[Excerpts of pointing data]
========

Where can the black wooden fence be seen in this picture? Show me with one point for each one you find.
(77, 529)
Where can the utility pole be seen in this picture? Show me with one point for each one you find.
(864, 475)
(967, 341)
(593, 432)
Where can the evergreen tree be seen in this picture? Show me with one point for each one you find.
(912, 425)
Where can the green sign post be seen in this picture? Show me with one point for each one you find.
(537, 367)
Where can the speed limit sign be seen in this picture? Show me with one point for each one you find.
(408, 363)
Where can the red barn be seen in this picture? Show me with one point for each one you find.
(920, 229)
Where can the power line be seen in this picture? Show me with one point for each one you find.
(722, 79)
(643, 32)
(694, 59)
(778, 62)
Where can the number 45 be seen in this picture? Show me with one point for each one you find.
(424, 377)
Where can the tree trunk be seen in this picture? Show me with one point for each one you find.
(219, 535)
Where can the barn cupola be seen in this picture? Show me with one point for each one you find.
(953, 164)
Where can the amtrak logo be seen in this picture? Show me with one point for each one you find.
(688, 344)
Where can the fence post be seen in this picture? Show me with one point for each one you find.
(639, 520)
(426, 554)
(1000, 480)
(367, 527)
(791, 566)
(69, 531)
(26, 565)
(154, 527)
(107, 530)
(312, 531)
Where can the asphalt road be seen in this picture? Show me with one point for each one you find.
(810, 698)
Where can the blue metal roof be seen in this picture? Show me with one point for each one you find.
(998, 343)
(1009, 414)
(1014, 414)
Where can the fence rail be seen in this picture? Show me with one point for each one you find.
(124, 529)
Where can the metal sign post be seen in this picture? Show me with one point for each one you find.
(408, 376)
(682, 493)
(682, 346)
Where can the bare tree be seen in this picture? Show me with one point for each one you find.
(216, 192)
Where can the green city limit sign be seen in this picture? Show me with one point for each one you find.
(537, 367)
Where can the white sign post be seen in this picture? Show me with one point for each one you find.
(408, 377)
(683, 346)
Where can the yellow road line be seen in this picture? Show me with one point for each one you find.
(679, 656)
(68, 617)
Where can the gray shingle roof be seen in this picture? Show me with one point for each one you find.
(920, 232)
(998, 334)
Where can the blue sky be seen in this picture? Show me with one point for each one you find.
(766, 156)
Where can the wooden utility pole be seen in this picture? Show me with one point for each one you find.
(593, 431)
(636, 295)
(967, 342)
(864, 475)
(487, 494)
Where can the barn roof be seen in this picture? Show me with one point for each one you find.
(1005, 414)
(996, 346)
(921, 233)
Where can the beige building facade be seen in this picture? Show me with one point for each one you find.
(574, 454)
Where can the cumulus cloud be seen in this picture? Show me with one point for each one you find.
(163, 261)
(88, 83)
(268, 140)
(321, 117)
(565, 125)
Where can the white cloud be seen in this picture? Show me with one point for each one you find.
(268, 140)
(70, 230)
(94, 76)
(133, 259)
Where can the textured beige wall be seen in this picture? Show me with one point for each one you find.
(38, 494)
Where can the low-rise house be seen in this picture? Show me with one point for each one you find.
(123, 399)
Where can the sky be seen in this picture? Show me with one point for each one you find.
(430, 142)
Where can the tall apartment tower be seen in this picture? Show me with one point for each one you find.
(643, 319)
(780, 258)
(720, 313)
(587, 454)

========

• _What is being asked_
Reproduce the data above word for word, keeping every line in its original order.

• _The completed task_
Where can the black wooden fence be seen in this picture? Show me with one point for each one you find.
(77, 529)
Where can the utility pole be seen in this picture? Show me with one point for each one you find.
(864, 475)
(967, 341)
(593, 432)
Where can the evergreen tree be seen in this picture? Show me with one point for each one you find.
(912, 425)
Where can the green sign post be seen in this picture? Show me with one point for each one you find.
(537, 367)
Where can the speed limit sign be seen in this picture? Show me with one point for each one you find.
(408, 363)
Where can the red barn be seen in this picture? Show me with one point for each one you find.
(920, 229)
Where can the power line be seen in this picture? Show me with one point for each one you find.
(722, 79)
(643, 32)
(694, 59)
(778, 62)
Where can the number 45 be seen in this picture? Show me with one point for each one you find.
(424, 377)
Where can the tree trunk be seen in this picture? Show me with one point for each one you find.
(219, 535)
Where can the barn cupola be seen in this picture? Show me with one point for each one you find.
(953, 164)
Where can the amtrak logo be seen in this picture? Show me with one point for each one you find.
(688, 344)
Where can the fence post be seen in this picture? Show me with one point for each one you find.
(639, 520)
(426, 554)
(1000, 480)
(367, 527)
(791, 566)
(69, 531)
(26, 565)
(154, 527)
(107, 530)
(312, 531)
Where can the asphalt road be seen in this picture? Show me with one point for each one you find.
(810, 698)
Where can the blue metal roof be seen in this picture? Show me with one point for each one you find.
(998, 343)
(1009, 414)
(1014, 414)
Where can the fence rail be seen in this picture? Show me with one point for each one you find.
(124, 529)
Where can the metal sign post be seen in this picture? Show me with one point for each one you find.
(408, 376)
(682, 493)
(682, 346)
Where can the bare tree be seen in this picture? Show me with one point for each one you find.
(216, 192)
Where can the green city limit sign be seen in this picture? Show me with one point for each one you find.
(537, 367)
Where can the white sign post be seen in this picture? Show me with one point for each one you find.
(408, 377)
(683, 346)
Where can the yellow road line be seen in this picture? Show me with one point for each one you find.
(679, 656)
(68, 617)
Where can the gray shingle roof be seen in this picture? Show me with one point for each one you find.
(920, 232)
(998, 334)
Where can the blue sky be seen in this picture? Show me with one point for each one you find.
(766, 156)
Where can the wooden utility pole be seen in this picture? Show me with one point for each one you find.
(593, 431)
(636, 295)
(967, 342)
(864, 475)
(487, 494)
Where can the barn roof be seen in this picture? Show me with one point for each one you find.
(1005, 414)
(996, 346)
(921, 233)
Where can the beige building facade be seen in this picture? Show me with one point for each one you find.
(574, 454)
Where can the cumulus cloud be seen in this picture? Show me with one point for each one you find.
(163, 261)
(88, 83)
(268, 140)
(321, 117)
(565, 125)
Where can the white cloud be seen in this picture? Show me with one point for each one you find.
(268, 140)
(70, 230)
(94, 76)
(133, 259)
Where can the textured beige wall be seen in this picture? Show me with one point for each one you find.
(38, 494)
Where can the low-rise house be seen in this picture? Show me with one point for each one you find.
(123, 399)
Where can the sky be seen in this picture? Show me with one point for each one you find.
(430, 142)
Where can the tall apartment tower be seen in this picture? Show me with one point for each one you find.
(643, 319)
(780, 258)
(720, 313)
(587, 454)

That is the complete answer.